Please reproduce, exactly and in full, the lines running from the one that contains "Query: eyebrow" to the end of the entries.
Segment Start: Exercise material
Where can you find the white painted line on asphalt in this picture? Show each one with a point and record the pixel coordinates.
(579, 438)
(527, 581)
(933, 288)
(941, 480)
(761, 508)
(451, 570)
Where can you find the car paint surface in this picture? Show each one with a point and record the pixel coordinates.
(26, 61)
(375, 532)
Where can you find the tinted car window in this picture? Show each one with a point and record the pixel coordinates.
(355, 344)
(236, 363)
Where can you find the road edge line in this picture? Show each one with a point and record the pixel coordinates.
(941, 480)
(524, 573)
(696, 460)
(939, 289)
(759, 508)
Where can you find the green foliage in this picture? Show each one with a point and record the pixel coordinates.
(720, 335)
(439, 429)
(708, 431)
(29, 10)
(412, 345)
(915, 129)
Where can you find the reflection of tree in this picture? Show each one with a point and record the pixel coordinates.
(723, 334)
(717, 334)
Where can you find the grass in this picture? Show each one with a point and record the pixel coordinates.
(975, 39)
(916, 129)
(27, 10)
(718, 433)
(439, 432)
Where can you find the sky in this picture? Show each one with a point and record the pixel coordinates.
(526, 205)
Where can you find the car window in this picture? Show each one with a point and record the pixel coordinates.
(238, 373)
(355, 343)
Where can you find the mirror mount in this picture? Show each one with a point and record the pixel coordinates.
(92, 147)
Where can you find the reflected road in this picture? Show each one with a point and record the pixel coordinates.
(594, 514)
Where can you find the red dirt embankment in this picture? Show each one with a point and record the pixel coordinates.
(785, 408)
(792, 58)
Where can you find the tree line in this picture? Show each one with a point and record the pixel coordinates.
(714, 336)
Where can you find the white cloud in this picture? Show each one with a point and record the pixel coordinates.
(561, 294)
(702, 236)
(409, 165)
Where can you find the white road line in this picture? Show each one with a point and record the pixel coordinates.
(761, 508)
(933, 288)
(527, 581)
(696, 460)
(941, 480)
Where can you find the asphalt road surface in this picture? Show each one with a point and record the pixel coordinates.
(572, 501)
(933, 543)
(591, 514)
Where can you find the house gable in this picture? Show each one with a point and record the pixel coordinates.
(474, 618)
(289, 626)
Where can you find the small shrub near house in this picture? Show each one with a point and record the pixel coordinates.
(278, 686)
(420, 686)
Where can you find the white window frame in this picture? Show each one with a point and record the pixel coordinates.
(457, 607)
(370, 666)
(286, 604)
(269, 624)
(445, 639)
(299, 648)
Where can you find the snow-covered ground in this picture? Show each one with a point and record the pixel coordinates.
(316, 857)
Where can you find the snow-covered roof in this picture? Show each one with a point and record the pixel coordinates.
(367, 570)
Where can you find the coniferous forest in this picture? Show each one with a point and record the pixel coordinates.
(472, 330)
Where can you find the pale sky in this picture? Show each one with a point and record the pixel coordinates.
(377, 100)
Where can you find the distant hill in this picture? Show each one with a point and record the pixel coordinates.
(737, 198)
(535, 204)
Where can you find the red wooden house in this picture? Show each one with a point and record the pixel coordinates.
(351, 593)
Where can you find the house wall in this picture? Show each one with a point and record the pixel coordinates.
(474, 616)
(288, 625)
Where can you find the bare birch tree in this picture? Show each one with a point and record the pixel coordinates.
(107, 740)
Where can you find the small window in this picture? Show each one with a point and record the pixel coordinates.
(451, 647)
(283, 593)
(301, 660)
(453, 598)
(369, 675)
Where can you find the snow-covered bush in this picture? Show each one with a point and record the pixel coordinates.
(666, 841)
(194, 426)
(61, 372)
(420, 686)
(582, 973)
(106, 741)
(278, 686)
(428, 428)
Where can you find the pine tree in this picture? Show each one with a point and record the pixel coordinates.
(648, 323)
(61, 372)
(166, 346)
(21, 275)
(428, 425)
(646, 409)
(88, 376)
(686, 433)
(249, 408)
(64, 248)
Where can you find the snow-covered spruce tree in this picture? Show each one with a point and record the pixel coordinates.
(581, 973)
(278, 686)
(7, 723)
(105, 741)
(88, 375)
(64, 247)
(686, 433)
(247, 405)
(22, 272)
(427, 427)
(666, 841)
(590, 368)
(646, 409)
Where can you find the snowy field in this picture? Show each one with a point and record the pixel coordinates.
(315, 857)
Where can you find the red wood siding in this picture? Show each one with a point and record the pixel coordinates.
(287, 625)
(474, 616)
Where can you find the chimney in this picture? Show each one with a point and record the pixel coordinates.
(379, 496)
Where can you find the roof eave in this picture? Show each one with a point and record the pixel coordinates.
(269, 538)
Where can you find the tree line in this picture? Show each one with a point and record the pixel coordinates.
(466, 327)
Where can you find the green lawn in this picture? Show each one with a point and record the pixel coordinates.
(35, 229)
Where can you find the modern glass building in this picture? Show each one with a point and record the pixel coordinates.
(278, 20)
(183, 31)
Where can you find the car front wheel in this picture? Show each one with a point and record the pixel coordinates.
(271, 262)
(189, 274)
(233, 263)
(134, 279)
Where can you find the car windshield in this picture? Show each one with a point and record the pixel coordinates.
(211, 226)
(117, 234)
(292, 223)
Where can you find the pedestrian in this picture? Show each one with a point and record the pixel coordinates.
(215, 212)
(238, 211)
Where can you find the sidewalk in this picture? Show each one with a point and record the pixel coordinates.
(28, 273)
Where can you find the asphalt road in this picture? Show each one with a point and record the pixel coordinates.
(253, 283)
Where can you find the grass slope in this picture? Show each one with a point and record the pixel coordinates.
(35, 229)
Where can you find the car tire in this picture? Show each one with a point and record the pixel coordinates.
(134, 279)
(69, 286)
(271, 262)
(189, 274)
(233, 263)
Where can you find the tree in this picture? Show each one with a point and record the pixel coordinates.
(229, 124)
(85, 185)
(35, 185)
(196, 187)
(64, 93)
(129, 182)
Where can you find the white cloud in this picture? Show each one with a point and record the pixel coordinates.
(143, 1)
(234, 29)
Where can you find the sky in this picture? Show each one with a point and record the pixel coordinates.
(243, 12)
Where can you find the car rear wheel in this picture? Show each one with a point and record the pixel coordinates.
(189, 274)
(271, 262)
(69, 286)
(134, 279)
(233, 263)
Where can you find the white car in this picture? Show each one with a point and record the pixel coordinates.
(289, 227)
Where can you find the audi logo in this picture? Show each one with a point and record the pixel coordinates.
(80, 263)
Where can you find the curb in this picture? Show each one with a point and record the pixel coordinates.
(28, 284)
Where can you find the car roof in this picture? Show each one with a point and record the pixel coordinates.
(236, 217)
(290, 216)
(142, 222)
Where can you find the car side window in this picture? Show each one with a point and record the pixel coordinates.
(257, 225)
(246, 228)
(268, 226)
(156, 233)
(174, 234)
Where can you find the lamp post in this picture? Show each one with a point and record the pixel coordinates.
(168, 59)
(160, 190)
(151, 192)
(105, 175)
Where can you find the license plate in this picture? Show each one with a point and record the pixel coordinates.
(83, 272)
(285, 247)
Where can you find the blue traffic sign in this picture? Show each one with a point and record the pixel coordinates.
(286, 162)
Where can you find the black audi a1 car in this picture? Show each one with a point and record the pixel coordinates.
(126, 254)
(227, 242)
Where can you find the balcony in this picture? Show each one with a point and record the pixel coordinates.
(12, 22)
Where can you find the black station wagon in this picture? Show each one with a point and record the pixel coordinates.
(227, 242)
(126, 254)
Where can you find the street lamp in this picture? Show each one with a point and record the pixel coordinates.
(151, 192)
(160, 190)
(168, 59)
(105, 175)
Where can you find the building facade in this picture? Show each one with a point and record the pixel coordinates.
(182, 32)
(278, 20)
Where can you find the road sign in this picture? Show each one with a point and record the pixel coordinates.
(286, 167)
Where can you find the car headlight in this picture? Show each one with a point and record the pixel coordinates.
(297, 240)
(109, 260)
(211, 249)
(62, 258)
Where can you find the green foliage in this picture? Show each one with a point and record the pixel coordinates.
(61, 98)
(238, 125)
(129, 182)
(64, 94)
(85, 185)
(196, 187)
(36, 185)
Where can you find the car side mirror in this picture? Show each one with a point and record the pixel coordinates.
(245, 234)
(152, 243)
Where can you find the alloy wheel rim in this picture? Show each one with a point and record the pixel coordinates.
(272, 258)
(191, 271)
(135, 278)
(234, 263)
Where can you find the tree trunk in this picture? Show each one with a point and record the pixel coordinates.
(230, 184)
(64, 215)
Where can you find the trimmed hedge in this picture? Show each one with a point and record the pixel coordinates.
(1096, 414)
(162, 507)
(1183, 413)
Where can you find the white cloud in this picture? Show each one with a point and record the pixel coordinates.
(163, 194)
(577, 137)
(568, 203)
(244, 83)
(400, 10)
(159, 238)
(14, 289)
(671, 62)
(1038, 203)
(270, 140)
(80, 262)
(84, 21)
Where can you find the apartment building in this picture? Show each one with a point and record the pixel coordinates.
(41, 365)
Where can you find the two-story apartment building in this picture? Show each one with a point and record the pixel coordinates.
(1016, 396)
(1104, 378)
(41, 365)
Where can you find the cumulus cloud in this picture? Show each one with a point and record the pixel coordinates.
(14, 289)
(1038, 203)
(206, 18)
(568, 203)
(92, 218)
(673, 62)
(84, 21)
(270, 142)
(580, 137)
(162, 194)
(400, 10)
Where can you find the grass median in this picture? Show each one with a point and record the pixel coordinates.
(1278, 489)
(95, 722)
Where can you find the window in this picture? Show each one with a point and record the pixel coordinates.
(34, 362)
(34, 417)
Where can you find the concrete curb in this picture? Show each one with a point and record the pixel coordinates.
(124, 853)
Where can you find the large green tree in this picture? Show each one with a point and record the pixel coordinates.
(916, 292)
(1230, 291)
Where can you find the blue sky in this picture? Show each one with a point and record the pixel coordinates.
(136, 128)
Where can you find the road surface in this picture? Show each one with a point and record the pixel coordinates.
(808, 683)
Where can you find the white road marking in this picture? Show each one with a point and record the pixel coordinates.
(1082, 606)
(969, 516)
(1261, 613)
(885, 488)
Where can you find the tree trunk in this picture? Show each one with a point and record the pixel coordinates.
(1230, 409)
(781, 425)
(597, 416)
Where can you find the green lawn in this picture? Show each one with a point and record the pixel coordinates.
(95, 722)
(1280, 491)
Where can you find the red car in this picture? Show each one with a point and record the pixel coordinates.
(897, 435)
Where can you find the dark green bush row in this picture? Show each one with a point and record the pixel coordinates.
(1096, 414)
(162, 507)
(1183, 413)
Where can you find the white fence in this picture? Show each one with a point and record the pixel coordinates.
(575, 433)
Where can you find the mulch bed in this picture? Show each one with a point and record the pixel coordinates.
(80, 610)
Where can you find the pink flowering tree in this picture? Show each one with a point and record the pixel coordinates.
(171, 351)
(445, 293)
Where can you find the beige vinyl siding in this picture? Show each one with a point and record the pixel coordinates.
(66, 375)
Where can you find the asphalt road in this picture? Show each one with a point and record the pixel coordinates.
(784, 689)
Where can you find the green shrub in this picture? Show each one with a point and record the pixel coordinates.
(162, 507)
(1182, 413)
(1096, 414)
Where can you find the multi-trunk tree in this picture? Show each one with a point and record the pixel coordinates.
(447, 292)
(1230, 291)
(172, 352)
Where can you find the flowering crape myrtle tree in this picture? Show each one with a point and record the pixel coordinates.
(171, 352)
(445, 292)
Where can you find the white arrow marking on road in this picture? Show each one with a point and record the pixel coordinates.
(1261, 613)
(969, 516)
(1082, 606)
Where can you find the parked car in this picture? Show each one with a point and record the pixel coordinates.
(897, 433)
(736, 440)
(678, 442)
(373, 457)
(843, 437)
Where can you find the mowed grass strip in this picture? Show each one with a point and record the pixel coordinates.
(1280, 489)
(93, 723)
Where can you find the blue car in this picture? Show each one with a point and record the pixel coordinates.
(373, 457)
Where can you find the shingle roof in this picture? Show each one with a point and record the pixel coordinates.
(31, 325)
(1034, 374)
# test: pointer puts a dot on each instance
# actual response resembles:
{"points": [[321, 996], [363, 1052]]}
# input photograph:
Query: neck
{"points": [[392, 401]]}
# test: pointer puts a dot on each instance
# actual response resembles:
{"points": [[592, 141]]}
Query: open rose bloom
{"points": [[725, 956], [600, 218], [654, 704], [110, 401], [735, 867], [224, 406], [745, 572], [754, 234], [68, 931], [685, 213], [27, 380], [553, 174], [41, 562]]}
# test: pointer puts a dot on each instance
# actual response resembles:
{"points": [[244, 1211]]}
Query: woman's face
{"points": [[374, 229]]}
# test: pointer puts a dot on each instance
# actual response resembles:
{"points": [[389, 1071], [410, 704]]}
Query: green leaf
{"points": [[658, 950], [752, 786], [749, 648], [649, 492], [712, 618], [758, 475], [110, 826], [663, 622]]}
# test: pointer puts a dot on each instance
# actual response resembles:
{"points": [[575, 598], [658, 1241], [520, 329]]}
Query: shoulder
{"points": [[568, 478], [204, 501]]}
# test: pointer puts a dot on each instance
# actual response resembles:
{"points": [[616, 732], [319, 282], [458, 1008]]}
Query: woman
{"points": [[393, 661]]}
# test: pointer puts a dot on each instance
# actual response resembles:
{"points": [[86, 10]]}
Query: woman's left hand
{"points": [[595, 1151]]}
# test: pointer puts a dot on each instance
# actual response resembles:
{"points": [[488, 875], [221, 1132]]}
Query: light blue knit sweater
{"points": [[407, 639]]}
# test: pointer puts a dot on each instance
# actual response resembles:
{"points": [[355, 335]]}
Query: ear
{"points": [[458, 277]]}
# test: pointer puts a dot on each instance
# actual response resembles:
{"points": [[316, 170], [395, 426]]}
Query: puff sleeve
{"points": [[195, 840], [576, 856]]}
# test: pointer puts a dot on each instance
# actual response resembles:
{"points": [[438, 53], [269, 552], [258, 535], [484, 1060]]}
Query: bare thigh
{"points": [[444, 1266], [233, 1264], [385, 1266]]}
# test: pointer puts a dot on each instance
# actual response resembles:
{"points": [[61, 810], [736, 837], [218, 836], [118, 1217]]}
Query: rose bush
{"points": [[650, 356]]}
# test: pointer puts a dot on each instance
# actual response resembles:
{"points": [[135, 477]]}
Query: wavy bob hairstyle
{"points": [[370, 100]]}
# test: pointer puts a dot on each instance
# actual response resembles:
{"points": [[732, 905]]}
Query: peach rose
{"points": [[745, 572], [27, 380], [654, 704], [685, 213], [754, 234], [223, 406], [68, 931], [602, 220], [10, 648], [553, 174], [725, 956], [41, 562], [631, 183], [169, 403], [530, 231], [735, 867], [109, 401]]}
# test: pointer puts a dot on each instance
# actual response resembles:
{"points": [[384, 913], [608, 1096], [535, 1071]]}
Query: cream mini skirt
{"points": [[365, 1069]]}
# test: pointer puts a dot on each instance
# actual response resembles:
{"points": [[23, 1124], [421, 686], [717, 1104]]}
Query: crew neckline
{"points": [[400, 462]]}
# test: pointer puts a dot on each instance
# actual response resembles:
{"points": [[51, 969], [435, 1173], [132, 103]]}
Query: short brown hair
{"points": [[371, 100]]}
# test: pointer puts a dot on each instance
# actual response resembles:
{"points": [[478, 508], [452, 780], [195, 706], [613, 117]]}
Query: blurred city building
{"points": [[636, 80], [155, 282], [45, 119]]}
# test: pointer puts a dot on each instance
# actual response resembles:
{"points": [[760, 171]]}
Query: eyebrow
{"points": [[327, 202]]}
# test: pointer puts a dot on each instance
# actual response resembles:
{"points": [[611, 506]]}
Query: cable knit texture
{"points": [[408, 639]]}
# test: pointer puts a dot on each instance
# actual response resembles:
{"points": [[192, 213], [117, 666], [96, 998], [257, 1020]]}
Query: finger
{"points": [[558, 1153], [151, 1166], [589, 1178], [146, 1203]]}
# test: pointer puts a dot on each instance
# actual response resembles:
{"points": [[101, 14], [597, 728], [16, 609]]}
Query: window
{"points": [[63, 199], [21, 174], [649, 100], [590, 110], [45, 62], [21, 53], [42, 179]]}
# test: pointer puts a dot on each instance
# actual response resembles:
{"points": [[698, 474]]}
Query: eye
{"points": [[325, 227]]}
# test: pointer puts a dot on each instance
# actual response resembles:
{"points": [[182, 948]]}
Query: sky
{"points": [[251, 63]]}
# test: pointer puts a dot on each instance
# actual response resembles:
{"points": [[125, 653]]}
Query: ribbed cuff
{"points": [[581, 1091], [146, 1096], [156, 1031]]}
Segment End: Exercise material
• Output of the exercise
Query: eyebrow
{"points": [[327, 202]]}
# test: pointer puts a dot on each instance
# actual response resembles:
{"points": [[611, 506]]}
Query: cable knit texture
{"points": [[408, 639]]}
# test: pointer puts a dot on each instance
# actual response resembles:
{"points": [[192, 213], [117, 666], [96, 998], [257, 1020]]}
Query: finger
{"points": [[558, 1153], [151, 1166], [589, 1178], [146, 1203]]}
# test: pointer puts a dot on each instance
# actual response resembles:
{"points": [[101, 14], [597, 728], [16, 609]]}
Query: window
{"points": [[63, 199], [21, 174], [649, 100], [590, 110], [45, 62], [21, 53], [42, 179]]}
# test: pointer puts a dot on each instance
# actual response resembles:
{"points": [[698, 474]]}
Query: eye
{"points": [[325, 227]]}
# test: pointer puts a dot on each instance
# actual response resembles:
{"points": [[182, 948]]}
Query: sky
{"points": [[251, 63]]}
# test: pointer puts a dot on each instance
# actual response resembles:
{"points": [[125, 653]]}
Query: ribbed cuff
{"points": [[581, 1091], [146, 1096], [156, 1031]]}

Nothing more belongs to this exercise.